Problem to work on →
Nothing but the records beneath, reproduced exactly, should appear in the answer.

Records contained in a dataset
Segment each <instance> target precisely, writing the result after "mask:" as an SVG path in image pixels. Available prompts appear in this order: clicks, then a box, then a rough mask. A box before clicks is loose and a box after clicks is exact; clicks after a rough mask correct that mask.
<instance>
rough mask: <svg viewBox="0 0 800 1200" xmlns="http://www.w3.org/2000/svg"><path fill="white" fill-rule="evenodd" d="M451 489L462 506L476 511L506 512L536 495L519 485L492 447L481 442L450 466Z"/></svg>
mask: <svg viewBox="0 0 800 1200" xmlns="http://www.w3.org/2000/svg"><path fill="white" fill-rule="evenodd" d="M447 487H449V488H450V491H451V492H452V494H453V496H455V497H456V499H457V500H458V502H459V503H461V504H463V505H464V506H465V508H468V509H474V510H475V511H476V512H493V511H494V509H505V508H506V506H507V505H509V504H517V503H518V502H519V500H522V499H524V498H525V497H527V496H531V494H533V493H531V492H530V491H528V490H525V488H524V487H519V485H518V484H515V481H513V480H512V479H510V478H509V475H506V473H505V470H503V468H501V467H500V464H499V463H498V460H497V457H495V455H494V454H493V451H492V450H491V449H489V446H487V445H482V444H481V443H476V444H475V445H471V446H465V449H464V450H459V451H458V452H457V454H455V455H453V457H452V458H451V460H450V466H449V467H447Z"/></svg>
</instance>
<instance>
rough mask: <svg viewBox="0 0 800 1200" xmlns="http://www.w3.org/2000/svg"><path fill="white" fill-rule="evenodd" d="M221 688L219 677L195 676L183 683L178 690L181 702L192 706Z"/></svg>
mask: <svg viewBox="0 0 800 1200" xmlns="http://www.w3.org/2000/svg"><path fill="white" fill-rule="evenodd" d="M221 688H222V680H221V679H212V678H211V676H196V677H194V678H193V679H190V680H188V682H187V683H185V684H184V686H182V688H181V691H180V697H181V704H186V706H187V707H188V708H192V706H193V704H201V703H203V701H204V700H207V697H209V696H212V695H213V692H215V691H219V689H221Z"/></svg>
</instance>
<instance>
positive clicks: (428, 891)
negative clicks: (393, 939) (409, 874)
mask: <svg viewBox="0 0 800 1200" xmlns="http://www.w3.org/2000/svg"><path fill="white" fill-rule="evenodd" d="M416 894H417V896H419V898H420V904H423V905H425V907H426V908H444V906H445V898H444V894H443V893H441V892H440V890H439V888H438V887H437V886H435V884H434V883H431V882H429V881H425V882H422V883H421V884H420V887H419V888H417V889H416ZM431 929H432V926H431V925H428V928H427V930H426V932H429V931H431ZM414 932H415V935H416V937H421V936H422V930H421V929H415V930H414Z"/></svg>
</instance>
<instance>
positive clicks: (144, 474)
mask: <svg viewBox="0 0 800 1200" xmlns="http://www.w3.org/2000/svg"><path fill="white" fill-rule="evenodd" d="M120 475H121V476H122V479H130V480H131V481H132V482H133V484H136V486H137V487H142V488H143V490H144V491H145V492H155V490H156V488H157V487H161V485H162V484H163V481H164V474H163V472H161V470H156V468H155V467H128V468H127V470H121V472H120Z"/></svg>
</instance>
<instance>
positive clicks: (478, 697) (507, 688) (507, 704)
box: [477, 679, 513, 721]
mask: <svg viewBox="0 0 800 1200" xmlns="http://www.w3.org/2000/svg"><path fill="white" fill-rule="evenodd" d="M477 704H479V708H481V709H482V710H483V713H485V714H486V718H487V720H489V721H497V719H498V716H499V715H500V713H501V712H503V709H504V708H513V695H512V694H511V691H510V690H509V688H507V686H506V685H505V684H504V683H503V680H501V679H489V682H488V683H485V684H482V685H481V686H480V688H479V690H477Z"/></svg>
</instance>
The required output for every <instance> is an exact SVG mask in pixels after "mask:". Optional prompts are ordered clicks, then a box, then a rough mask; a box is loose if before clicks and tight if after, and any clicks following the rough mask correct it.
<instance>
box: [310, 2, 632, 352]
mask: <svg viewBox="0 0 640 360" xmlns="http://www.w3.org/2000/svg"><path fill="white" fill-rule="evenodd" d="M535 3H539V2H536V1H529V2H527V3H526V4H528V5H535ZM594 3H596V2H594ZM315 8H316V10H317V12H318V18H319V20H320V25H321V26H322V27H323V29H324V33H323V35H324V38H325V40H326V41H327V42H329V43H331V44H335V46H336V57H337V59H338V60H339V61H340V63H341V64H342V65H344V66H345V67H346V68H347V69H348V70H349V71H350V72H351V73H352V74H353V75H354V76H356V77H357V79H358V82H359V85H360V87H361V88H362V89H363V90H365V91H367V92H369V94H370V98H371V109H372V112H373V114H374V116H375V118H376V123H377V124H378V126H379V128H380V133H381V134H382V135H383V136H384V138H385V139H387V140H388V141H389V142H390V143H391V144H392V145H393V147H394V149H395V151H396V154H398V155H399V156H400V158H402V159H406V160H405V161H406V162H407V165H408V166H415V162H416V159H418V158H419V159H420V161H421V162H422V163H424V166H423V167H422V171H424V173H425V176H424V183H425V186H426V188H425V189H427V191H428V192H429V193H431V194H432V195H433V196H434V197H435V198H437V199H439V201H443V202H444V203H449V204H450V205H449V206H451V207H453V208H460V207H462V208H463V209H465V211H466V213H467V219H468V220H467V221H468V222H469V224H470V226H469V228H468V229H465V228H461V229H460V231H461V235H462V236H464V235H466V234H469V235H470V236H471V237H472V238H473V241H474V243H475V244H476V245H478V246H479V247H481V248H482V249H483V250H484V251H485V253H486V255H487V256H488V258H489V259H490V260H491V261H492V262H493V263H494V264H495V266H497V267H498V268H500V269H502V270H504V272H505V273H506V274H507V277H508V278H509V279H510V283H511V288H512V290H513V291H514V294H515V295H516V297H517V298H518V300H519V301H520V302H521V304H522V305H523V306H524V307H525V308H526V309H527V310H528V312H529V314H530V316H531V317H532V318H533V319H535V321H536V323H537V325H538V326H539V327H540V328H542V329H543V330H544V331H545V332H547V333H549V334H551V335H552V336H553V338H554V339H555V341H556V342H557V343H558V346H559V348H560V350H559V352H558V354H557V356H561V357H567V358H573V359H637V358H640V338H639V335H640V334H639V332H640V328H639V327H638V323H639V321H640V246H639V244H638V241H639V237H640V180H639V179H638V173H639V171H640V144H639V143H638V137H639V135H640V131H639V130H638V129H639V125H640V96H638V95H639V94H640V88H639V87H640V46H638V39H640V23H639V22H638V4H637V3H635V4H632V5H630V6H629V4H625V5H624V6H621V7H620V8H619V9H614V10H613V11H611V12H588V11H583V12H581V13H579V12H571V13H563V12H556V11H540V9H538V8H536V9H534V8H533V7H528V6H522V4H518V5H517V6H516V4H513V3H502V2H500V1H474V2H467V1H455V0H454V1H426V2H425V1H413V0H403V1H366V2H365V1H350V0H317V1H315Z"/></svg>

Result for this exercise →
Segment each <instance> target precisely, writing the result after "mask:" as an SVG path in image pixels. Available prompts appear in this order: clicks, then a box, then a rough mask. A box before clicks is loose and a box after clicks is exact; clicks after a rough mask correct that mask.
<instance>
rough mask: <svg viewBox="0 0 800 1200" xmlns="http://www.w3.org/2000/svg"><path fill="white" fill-rule="evenodd" d="M451 489L462 506L476 511L506 512L536 495L519 485L492 447L481 442L450 466Z"/></svg>
mask: <svg viewBox="0 0 800 1200" xmlns="http://www.w3.org/2000/svg"><path fill="white" fill-rule="evenodd" d="M447 487H449V488H450V491H451V492H452V494H453V496H455V497H456V499H457V500H458V502H459V503H461V504H463V505H464V506H465V508H468V509H474V510H475V511H476V512H493V511H494V509H505V508H506V506H507V505H509V504H517V503H518V502H519V500H522V499H524V498H525V497H527V496H531V494H533V493H531V492H530V491H528V490H525V488H524V487H519V485H518V484H515V481H513V480H512V479H510V478H509V475H506V473H505V470H503V468H501V467H500V464H499V463H498V460H497V457H495V455H494V454H493V451H492V450H491V449H489V446H487V445H482V444H481V443H476V444H475V445H471V446H465V449H464V450H459V451H458V452H457V454H455V455H453V457H452V458H451V460H450V466H449V467H447Z"/></svg>
</instance>
<instance>
rough mask: <svg viewBox="0 0 800 1200" xmlns="http://www.w3.org/2000/svg"><path fill="white" fill-rule="evenodd" d="M221 688L219 677L195 676L183 683L178 690L181 702L192 706Z"/></svg>
mask: <svg viewBox="0 0 800 1200" xmlns="http://www.w3.org/2000/svg"><path fill="white" fill-rule="evenodd" d="M221 688H222V680H221V679H212V678H211V676H196V677H194V678H193V679H190V680H188V682H187V683H185V684H184V686H182V688H181V691H180V697H181V704H186V706H187V707H188V708H192V706H193V704H201V703H203V701H204V700H207V697H209V696H212V695H213V692H215V691H219V689H221Z"/></svg>
</instance>
<instance>
positive clicks: (428, 891)
negative clicks: (393, 939) (409, 874)
mask: <svg viewBox="0 0 800 1200" xmlns="http://www.w3.org/2000/svg"><path fill="white" fill-rule="evenodd" d="M416 894H417V896H419V898H420V904H423V905H425V907H426V908H444V906H445V898H444V894H443V893H441V892H440V890H439V888H438V887H437V886H435V884H434V883H431V882H429V881H425V882H422V883H421V884H420V887H419V888H417V889H416ZM431 929H432V926H431V925H428V928H427V930H426V932H429V931H431ZM414 932H415V935H416V937H421V936H422V930H421V929H415V930H414Z"/></svg>
</instance>
<instance>
positive clicks: (144, 474)
mask: <svg viewBox="0 0 800 1200" xmlns="http://www.w3.org/2000/svg"><path fill="white" fill-rule="evenodd" d="M120 475H121V476H122V479H130V480H131V481H132V482H133V484H136V486H137V487H142V488H143V490H144V491H145V492H155V490H156V488H157V487H161V485H162V484H163V481H164V474H163V472H161V470H156V468H155V467H128V468H127V470H121V472H120Z"/></svg>
</instance>
<instance>
positive clicks: (478, 697) (507, 688) (507, 704)
box: [477, 679, 513, 721]
mask: <svg viewBox="0 0 800 1200" xmlns="http://www.w3.org/2000/svg"><path fill="white" fill-rule="evenodd" d="M477 704H479V708H481V709H482V710H483V713H485V714H486V718H487V720H489V721H497V719H498V716H499V715H500V713H501V712H503V709H504V708H513V695H512V694H511V691H510V690H509V688H507V686H506V685H505V684H504V683H503V680H501V679H489V682H488V683H485V684H482V685H481V686H480V688H479V690H477Z"/></svg>
</instance>
The required output for every <instance> is an exact SVG mask in pixels after "mask:". Optional prompts are ordered clicks, then a box, then a rough mask; a box is loose if before clicks and tight if after, and any clicks following the rough mask correct it.
<instance>
box: [310, 2, 632, 352]
mask: <svg viewBox="0 0 640 360" xmlns="http://www.w3.org/2000/svg"><path fill="white" fill-rule="evenodd" d="M535 3H539V2H536V1H529V2H527V3H526V4H528V5H535ZM594 3H596V2H594ZM315 8H316V10H317V12H318V18H319V20H320V25H321V26H322V27H323V29H324V33H323V35H324V38H325V40H326V41H327V42H329V43H331V44H335V46H336V57H337V59H338V60H339V61H340V63H341V64H342V65H344V66H345V67H346V68H347V69H348V70H349V71H350V72H351V73H352V74H353V75H354V76H356V77H357V79H358V82H359V85H360V87H361V88H362V89H363V90H365V91H367V92H369V94H370V98H371V109H372V112H373V114H374V116H375V118H376V123H377V124H378V126H379V128H380V133H381V134H382V135H383V136H384V138H385V139H387V140H388V141H389V142H390V143H391V144H392V145H393V147H394V149H395V151H396V154H398V155H399V156H400V158H402V159H406V160H405V161H406V162H407V165H408V166H415V162H416V159H418V158H419V159H420V161H421V162H422V163H424V166H423V167H422V171H424V173H425V176H424V183H425V186H426V188H425V189H427V191H428V192H429V193H431V194H432V195H433V196H434V197H435V198H437V199H439V201H443V202H444V203H449V204H450V205H449V206H451V207H453V208H460V207H462V208H463V209H465V211H466V213H467V219H468V220H467V221H468V222H469V224H470V226H469V228H468V229H465V228H461V229H460V231H461V235H462V236H464V235H466V234H469V235H470V236H471V237H472V238H473V241H474V243H475V244H476V245H478V246H479V247H481V248H482V249H483V250H484V251H485V253H486V255H487V256H488V258H489V259H490V260H491V261H492V262H493V263H494V264H495V266H497V267H498V268H500V269H502V270H504V272H505V273H506V274H507V277H508V278H509V279H510V283H511V288H512V290H513V291H514V294H515V295H516V297H517V298H518V300H519V301H520V302H521V304H522V305H523V306H524V307H525V308H526V309H527V310H528V312H529V314H530V316H531V317H532V318H533V319H535V321H536V323H537V325H538V326H539V327H540V328H542V329H543V330H544V331H545V332H547V333H549V334H551V335H552V336H553V338H554V339H555V341H556V342H557V343H558V346H559V348H560V350H559V352H558V354H557V356H561V357H567V358H573V359H637V358H640V338H639V335H640V334H639V332H640V328H639V327H638V323H639V321H640V246H639V244H638V241H639V237H640V180H639V179H638V173H639V171H640V144H639V143H638V137H639V135H640V131H639V130H638V129H639V125H640V96H638V95H639V94H640V88H639V87H640V46H638V39H640V23H639V22H638V4H637V3H635V4H632V5H630V6H629V4H625V5H624V6H621V7H620V8H619V9H614V10H613V11H611V12H588V11H583V12H581V13H579V12H571V13H563V12H556V11H540V9H538V8H536V9H534V8H533V7H528V6H522V4H518V5H517V6H516V4H513V3H502V2H500V1H474V2H467V1H455V0H454V1H426V2H425V1H413V0H403V1H366V2H365V1H350V0H317V1H315Z"/></svg>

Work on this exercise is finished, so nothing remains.